<<<<

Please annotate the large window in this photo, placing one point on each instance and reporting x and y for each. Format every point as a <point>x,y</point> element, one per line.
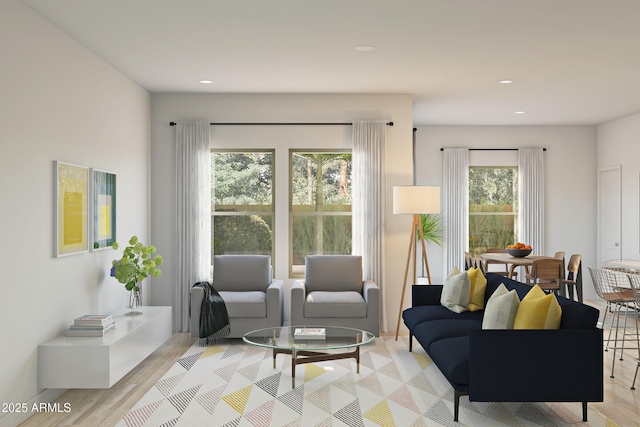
<point>242,202</point>
<point>493,196</point>
<point>320,205</point>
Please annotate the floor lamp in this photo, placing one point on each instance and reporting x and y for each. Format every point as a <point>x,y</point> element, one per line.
<point>415,200</point>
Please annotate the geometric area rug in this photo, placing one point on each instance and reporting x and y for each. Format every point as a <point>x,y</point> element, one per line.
<point>234,384</point>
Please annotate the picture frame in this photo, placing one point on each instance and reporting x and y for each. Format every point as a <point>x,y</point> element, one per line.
<point>70,212</point>
<point>103,209</point>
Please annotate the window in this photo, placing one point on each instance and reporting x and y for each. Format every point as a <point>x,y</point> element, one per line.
<point>493,196</point>
<point>242,202</point>
<point>320,205</point>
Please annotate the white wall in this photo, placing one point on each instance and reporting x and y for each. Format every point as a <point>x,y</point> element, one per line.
<point>279,108</point>
<point>619,144</point>
<point>58,102</point>
<point>570,180</point>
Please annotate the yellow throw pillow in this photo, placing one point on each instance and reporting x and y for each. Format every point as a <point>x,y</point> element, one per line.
<point>478,288</point>
<point>538,310</point>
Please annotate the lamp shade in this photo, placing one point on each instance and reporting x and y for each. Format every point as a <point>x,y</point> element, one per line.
<point>412,199</point>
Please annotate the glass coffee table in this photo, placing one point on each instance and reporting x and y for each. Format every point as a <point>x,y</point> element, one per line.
<point>311,344</point>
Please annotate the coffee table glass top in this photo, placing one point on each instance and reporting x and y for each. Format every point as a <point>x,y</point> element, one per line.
<point>308,338</point>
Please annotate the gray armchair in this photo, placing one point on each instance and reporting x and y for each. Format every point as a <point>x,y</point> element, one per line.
<point>333,293</point>
<point>253,299</point>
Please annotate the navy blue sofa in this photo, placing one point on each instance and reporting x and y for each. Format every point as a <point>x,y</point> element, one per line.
<point>563,365</point>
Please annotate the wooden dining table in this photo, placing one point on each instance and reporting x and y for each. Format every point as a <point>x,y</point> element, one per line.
<point>511,261</point>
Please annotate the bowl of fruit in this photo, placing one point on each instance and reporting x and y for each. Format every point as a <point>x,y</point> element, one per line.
<point>519,250</point>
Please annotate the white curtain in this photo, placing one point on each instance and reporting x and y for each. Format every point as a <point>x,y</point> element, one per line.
<point>193,214</point>
<point>455,202</point>
<point>369,187</point>
<point>531,198</point>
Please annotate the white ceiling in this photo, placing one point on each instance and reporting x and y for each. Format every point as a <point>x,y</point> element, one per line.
<point>571,61</point>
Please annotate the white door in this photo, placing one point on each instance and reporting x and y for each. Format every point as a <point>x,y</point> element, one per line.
<point>609,213</point>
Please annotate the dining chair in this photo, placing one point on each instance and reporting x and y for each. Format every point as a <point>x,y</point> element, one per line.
<point>634,279</point>
<point>615,289</point>
<point>480,263</point>
<point>468,261</point>
<point>573,280</point>
<point>504,273</point>
<point>547,273</point>
<point>560,255</point>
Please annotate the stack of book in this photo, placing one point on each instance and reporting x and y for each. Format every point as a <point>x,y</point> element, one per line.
<point>309,334</point>
<point>91,325</point>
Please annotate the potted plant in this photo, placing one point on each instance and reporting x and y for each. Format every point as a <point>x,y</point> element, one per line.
<point>433,231</point>
<point>137,262</point>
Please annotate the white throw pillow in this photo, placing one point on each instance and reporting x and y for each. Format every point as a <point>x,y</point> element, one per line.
<point>455,292</point>
<point>501,309</point>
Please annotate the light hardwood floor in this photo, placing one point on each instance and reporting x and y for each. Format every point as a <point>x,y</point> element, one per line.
<point>107,407</point>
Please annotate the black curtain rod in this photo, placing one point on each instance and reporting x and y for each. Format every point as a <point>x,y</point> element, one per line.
<point>280,124</point>
<point>493,149</point>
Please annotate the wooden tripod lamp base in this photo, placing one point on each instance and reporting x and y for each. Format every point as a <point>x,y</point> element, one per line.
<point>415,200</point>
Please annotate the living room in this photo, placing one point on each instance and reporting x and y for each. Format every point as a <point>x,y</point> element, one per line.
<point>61,101</point>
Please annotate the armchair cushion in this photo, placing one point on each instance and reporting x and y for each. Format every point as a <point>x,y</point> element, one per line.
<point>245,304</point>
<point>241,272</point>
<point>333,273</point>
<point>335,304</point>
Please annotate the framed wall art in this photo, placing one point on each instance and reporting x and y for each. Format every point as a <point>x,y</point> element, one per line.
<point>103,212</point>
<point>70,213</point>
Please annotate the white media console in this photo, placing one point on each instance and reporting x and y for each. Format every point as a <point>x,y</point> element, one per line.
<point>100,362</point>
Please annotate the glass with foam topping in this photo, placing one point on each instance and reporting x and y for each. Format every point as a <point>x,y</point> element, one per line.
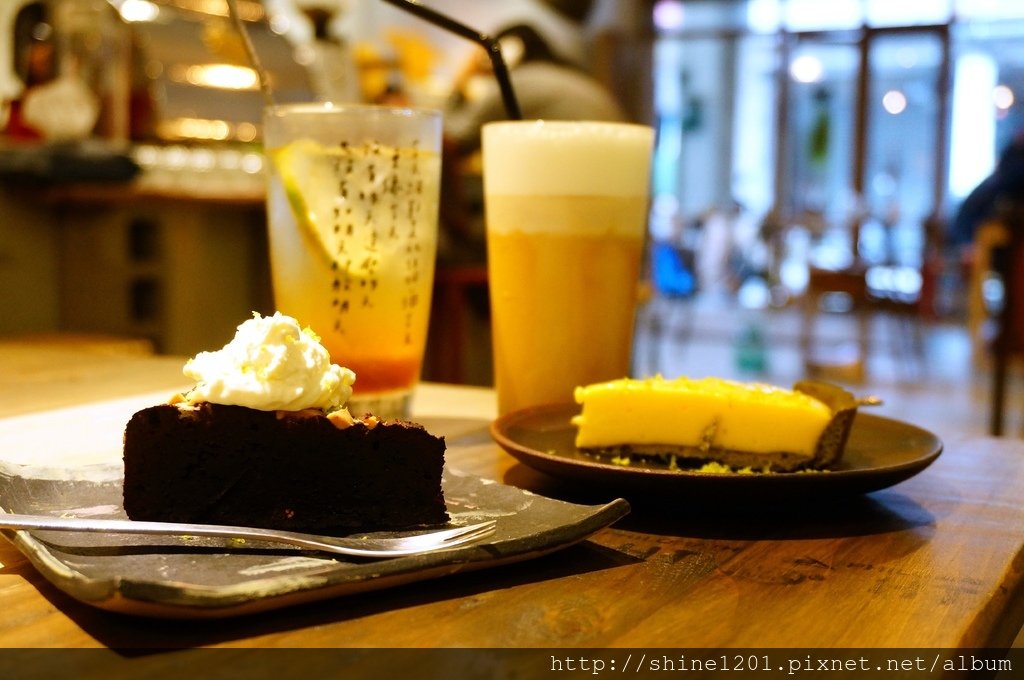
<point>352,216</point>
<point>566,212</point>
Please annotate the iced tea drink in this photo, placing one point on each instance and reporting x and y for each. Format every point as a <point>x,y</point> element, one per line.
<point>352,208</point>
<point>566,212</point>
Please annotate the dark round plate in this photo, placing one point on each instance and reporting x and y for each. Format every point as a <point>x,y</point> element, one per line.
<point>880,453</point>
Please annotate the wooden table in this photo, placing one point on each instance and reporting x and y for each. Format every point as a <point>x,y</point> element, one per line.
<point>936,561</point>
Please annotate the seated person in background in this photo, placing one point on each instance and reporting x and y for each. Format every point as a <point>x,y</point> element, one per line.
<point>1004,185</point>
<point>546,86</point>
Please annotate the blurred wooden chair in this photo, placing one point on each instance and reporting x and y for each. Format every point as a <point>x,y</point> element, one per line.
<point>999,249</point>
<point>851,284</point>
<point>990,237</point>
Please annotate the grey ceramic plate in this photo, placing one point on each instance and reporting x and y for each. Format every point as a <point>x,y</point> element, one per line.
<point>880,453</point>
<point>202,578</point>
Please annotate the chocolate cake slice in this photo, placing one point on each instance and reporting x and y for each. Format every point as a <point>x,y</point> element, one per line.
<point>300,471</point>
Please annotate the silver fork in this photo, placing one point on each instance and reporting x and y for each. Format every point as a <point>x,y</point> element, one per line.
<point>361,546</point>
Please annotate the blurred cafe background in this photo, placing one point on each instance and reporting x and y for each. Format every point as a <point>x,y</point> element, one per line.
<point>811,161</point>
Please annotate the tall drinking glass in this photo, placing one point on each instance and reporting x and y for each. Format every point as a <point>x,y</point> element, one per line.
<point>566,211</point>
<point>352,209</point>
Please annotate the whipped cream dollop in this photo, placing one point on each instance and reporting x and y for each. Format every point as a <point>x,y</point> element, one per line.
<point>272,364</point>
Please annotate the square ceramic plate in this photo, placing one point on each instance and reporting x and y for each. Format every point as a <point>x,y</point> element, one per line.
<point>175,577</point>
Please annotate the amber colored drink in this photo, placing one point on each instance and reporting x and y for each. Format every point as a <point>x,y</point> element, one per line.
<point>566,207</point>
<point>352,207</point>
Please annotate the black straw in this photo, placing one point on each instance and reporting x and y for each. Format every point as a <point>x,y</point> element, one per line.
<point>485,41</point>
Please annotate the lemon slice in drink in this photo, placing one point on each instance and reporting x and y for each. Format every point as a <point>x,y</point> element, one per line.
<point>311,185</point>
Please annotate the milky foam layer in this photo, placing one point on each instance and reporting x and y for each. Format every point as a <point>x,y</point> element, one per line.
<point>272,364</point>
<point>566,158</point>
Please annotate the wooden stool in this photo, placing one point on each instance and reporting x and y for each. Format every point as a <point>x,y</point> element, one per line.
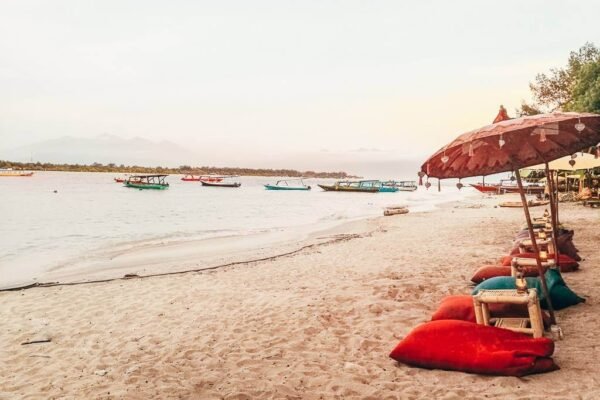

>>>>

*Exercise requirements:* The required answer is an exact copy of the lines from the one containing "Please annotate the black straw" through the last line of the material, with the pictures removed.

*Reply:*
Please annotate the black straw in this photo, placing one point on each instance and reporting x and y for each. Format every point as a <point>x,y</point> element, one per line.
<point>485,41</point>
Please annotate the lemon slice in drink in this photo, placing one point on each instance and reporting x and y for each. Format every point as a <point>x,y</point> element, one per line.
<point>311,185</point>
Please annotate the milky foam layer in this photo, placing one point on each instance and reporting x and y for each. Format every point as a <point>x,y</point> element, one per line.
<point>272,364</point>
<point>566,158</point>
Please annotate the wooden stool in this photo, placing one point on each instance and reporting x and y for each. Format every point as a <point>x,y</point> element, one per line.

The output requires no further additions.